Entries from a pointing dataset:
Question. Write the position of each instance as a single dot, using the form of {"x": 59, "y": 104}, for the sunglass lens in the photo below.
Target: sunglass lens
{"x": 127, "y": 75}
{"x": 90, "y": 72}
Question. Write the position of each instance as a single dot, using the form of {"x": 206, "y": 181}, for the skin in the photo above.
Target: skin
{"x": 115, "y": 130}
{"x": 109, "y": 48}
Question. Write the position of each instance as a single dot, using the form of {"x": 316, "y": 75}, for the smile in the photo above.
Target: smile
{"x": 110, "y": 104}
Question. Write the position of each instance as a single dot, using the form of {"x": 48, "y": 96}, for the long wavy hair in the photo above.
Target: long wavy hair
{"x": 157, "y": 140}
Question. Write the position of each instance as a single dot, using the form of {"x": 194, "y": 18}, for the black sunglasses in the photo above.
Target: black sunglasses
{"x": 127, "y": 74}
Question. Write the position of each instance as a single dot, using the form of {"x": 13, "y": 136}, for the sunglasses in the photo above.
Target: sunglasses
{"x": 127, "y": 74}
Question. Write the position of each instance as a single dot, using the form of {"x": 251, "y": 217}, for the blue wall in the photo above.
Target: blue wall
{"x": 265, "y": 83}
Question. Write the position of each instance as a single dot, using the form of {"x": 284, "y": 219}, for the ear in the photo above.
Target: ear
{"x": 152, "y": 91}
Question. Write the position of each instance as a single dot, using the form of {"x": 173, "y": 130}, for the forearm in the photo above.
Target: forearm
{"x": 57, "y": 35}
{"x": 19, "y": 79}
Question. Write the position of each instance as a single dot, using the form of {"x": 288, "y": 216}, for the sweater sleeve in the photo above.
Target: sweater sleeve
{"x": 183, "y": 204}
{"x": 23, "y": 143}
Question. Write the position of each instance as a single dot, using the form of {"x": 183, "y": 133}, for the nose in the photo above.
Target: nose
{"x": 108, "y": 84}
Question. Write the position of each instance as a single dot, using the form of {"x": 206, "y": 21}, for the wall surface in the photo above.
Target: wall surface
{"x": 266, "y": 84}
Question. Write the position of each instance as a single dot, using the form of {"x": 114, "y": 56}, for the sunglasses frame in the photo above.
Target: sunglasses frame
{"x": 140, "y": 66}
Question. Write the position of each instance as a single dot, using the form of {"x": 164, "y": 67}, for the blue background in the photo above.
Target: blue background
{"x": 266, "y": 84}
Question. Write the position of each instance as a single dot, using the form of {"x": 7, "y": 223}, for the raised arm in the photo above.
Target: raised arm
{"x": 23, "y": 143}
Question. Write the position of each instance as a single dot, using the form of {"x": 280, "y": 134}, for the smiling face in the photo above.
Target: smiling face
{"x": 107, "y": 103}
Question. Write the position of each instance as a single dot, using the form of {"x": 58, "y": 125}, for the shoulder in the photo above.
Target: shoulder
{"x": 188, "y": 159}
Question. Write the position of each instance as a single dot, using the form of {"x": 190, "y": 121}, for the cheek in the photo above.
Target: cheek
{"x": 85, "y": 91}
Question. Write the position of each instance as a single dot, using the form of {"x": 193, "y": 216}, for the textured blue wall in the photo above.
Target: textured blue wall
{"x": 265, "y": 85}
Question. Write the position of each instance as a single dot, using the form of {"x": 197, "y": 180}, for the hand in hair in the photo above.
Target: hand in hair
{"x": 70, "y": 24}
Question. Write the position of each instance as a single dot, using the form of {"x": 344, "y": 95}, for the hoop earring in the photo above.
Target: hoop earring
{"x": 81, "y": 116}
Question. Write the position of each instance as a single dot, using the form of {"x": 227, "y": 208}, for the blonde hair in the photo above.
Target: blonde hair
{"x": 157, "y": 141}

# THE REQUEST:
Every entry must be quoted exactly as it appears above.

# FINAL ANSWER:
Question. Write the position of each instance as a single dot, using the form of {"x": 59, "y": 104}, for the sunglass lens in the photo below.
Target: sunglass lens
{"x": 127, "y": 75}
{"x": 90, "y": 72}
Question. Write the position of each instance as a single dot, using the form of {"x": 206, "y": 181}, for the skin in the photo above.
Target: skin
{"x": 115, "y": 130}
{"x": 109, "y": 48}
Question. Write the position of each instance as a single dot, using the form of {"x": 316, "y": 75}, for the smile in the photo above.
Target: smile
{"x": 110, "y": 104}
Question. Write the position of each instance as a single dot, using the form of {"x": 48, "y": 96}, for the long wavy hair in the photo above.
Target: long wavy hair
{"x": 157, "y": 140}
Question. Write the position of each instance as a single dot, using the form of {"x": 194, "y": 18}, for the black sunglasses in the photo above.
Target: black sunglasses
{"x": 127, "y": 74}
Question. Write the position of each instance as a single dot, using the form of {"x": 13, "y": 136}, for the sunglasses in the photo above.
Target: sunglasses
{"x": 127, "y": 74}
Question. Write the position of each instance as a single dot, using the form of {"x": 251, "y": 217}, for the blue wall in the photo above.
Target: blue wall
{"x": 265, "y": 83}
Question. Write the position of each instance as a single dot, using the form of {"x": 284, "y": 219}, for the ear in the photo above.
Target: ear
{"x": 152, "y": 91}
Question. Write the position of each instance as a single dot, using the form of {"x": 173, "y": 130}, for the forearm in the photo above.
Target: forearm
{"x": 57, "y": 35}
{"x": 19, "y": 79}
Question. Write the position of each instance as a single dot, using the form of {"x": 288, "y": 216}, for the sweater sleeve in the photo above.
Target: sweater sleeve
{"x": 183, "y": 204}
{"x": 23, "y": 143}
Question. Write the position of each instance as a single dot, using the form of {"x": 183, "y": 133}, for the nose in the photo above.
Target: nose
{"x": 108, "y": 84}
Question. Write the position of each instance as a single dot, using the form of {"x": 206, "y": 21}, for the wall surface in the photo above.
Target: wall surface
{"x": 266, "y": 84}
Question. Write the position of each instance as a single dot, using the form of {"x": 114, "y": 56}, for the sunglasses frame in the photo above.
Target: sunglasses frame
{"x": 140, "y": 66}
Question. Write the position of each instance as a single dot, using the form of {"x": 164, "y": 67}, for the blue background in the photo above.
Target: blue background
{"x": 266, "y": 84}
Question. Write the position of each instance as a single dot, using the form of {"x": 7, "y": 223}, for the raised arm in the photo above.
Target: raised arm
{"x": 23, "y": 143}
Question. Write the position of each instance as a single dot, using the form of {"x": 280, "y": 134}, for the smiling face in the photo above.
Target: smiling face
{"x": 107, "y": 103}
Question. Write the position of each instance as a single dot, using the form of {"x": 58, "y": 125}, for the shoulder in the photo above.
Target: shoulder
{"x": 188, "y": 159}
Question. Write the position of each instance as a single dot, using the form of {"x": 190, "y": 121}, for the cheek in the photo above.
Target: cheek
{"x": 85, "y": 91}
Question. Write the position of each instance as a single dot, using the form of {"x": 193, "y": 216}, for the textured blue wall in the photo above.
Target: textured blue wall
{"x": 265, "y": 85}
Question. Write the position of each instance as a single dot, using the form of {"x": 197, "y": 180}, for the hand in hair in the photo above.
Target: hand in hair
{"x": 70, "y": 24}
Question. Write the position of each instance as a single dot, using the form of {"x": 344, "y": 95}, for the hoop earring in the photo above.
Target: hoop earring
{"x": 81, "y": 116}
Question. Write the position of each instance as a single dot, using the form of {"x": 227, "y": 208}, for the blonde hair in the photo above.
Target: blonde hair
{"x": 157, "y": 141}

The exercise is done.